Prosecutor Seeking 4-Year Sentence for Jesse Jackson, Jr.
June 7, 2013 - 4:12 pm
Disgraced Illinois Congressman Jesse Jackson, Jr. is going to spend time in jail if US Attorney Ronald Machen gets his way.
Machen recommended that Jackson spend 48 months in prison following his guilty plea in February for misuse of campaign funds.
Jackson pleaded guilty in February to misusing hundreds of thousands of dollars of campaign funds to enrich himself. Among the items that the congressman bought with the money were a $43,350 gold-plated Rolex watch, fur coats and home furniture.
In a statement released by his attorneys in February, Jackson acknowledged making “improper decisions and mistakes.”
“Over the course of my life I have come to realize that none of us are immune from our share of shortcomings and human frailties,” Jackson said. “Still I offer no excuses for my conduct and I fully accept my responsibility for the improper decisions and mistakes I have made. To that end I want to offer my sincerest apologies to my family, my friends, and all of my supporters for my errors in judgment and while my journey is not yet complete, it is my hope that I am remembered for all the things that I did right.”
Jackson resigned from Congress last November only weeks after winning re-election in a landslide. He represented the Second District in Illinois, a district that includes a large part of Chicago’s South Side and southeast suburbs.

Data >>
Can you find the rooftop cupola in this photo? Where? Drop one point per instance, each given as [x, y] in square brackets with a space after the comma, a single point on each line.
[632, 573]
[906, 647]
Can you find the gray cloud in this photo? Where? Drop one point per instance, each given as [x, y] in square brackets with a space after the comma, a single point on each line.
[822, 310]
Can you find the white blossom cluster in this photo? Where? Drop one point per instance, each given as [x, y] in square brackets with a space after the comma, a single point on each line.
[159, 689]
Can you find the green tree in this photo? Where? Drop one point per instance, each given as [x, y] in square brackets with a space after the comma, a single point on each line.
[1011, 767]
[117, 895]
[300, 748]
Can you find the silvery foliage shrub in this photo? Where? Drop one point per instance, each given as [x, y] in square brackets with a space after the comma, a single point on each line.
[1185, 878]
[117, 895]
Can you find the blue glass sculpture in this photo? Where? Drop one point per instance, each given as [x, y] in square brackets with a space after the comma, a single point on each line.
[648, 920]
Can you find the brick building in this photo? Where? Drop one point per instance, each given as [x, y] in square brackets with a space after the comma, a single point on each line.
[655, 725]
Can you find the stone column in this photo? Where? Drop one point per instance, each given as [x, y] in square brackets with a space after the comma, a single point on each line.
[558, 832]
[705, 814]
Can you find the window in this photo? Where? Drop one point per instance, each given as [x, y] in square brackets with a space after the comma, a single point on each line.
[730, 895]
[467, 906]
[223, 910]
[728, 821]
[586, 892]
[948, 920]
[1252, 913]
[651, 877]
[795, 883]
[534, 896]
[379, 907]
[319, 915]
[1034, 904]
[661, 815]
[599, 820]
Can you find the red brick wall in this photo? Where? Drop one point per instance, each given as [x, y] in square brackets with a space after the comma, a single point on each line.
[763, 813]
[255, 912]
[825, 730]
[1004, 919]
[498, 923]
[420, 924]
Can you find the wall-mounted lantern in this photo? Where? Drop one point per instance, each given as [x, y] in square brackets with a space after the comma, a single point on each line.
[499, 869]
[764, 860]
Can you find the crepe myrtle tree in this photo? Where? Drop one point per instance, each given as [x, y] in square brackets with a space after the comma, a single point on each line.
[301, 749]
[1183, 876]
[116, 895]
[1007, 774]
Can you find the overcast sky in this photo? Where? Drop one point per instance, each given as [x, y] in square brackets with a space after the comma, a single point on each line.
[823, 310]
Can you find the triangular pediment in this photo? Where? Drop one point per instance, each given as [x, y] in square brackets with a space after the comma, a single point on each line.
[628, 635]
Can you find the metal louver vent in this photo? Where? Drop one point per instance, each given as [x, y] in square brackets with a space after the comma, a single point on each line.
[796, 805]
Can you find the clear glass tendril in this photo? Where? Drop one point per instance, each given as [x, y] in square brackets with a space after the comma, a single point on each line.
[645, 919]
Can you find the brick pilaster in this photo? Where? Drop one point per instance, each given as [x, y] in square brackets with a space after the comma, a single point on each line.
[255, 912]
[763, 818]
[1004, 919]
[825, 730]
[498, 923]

---

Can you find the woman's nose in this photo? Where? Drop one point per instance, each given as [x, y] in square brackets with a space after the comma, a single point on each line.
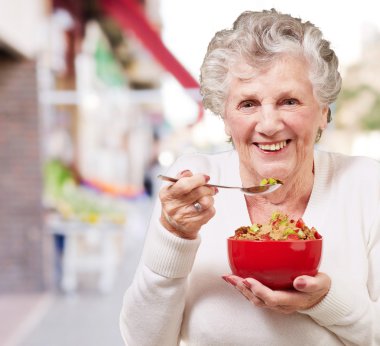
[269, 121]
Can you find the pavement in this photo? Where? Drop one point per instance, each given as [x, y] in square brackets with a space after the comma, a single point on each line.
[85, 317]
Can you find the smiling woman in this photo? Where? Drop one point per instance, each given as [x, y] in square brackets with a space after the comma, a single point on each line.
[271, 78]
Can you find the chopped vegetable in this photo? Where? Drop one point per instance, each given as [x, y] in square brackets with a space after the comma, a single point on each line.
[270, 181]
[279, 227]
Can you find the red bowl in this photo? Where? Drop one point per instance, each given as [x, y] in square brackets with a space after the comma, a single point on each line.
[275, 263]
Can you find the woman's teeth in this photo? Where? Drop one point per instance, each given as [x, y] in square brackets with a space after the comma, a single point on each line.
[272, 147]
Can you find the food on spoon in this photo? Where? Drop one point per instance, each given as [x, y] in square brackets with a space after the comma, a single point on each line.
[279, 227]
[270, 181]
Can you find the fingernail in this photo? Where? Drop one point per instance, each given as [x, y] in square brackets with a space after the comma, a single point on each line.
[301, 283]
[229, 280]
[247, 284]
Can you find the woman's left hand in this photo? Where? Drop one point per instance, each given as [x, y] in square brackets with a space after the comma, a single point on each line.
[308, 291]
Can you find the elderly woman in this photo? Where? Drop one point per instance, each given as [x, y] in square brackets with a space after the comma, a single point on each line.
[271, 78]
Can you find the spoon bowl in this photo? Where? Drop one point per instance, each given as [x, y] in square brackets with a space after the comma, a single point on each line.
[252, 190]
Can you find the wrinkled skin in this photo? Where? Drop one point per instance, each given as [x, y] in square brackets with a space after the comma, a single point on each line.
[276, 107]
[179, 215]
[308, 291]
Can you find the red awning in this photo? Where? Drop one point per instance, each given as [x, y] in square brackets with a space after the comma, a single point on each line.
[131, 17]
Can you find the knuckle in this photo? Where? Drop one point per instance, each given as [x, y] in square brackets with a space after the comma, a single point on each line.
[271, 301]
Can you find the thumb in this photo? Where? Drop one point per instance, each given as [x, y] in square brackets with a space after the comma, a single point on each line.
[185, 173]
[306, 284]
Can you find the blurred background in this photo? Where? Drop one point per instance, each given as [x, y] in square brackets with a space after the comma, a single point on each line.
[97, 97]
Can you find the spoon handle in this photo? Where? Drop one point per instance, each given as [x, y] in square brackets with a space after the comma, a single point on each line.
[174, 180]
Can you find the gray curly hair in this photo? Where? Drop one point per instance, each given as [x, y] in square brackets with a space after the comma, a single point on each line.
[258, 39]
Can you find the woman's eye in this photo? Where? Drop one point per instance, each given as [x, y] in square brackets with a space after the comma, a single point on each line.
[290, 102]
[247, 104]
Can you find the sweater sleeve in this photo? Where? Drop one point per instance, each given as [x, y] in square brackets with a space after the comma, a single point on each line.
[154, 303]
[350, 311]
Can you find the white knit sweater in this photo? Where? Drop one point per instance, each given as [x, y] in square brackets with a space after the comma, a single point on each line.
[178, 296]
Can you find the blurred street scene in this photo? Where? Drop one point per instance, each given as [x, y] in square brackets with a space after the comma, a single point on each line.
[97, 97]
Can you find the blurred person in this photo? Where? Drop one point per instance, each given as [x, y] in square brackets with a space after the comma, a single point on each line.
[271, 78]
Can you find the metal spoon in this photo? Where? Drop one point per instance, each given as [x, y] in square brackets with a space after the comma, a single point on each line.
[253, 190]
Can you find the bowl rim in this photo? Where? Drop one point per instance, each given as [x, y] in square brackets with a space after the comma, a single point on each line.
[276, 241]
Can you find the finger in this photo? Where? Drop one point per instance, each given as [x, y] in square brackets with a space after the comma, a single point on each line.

Brief 1 >> In the article on the prosecutor's sentence request for Jesse Jackson, Jr., find the part that opens with the words "Jackson pleaded guilty" and closes with "and home furniture.", and copy it word for word.
Brief 2 >> Go on with the news article about Jesse Jackson, Jr.'s possible prison sentence, starting after its last sentence.

Exercise answer 1 >>
Jackson pleaded guilty in February to misusing hundreds of thousands of dollars of campaign funds to enrich himself. Among the items that the congressman bought with the money were a $43,350 gold-plated Rolex watch, fur coats and home furniture.

Exercise answer 2 >>
The son of civil rights leader Jesse Jackson, Jackson Jr. mysteriously left Congress in June of 2012 to seek treatment for exhaustion. After months of medical leave — he missed a whopping 230 votes in Congress — and stints at treatment centers in Arizona and Minnesota, the congressman was ultimately diagnosed with bipolar disorder.
Machen is also asking that Jackson’s wife Sandi, a former Chicago city alderman, be sent to prison first and be sentenced to 18 months. This would allow at least one parent to be free in order to take care of the Jackson’s young children while the other serves their sentence.
In a separate filing, prosecutors urged that Sandi Jackson be sentenced to prison for 18 months, pay more than $168,000 in restitution and be placed on supervised release for an additional year.
Attorneys for Jackson Jr. made a lengthy filing of their own today, saying he deserved a lighter sentence in part because his “severe depression and bipolar disorder require intense ongoing treatment.” A long prison term, they said, would be “devastating” on his children.
“His public fall from grace has already made an example of him, warning other politicians and elected officials of the dangers of personal use of campaign funds.”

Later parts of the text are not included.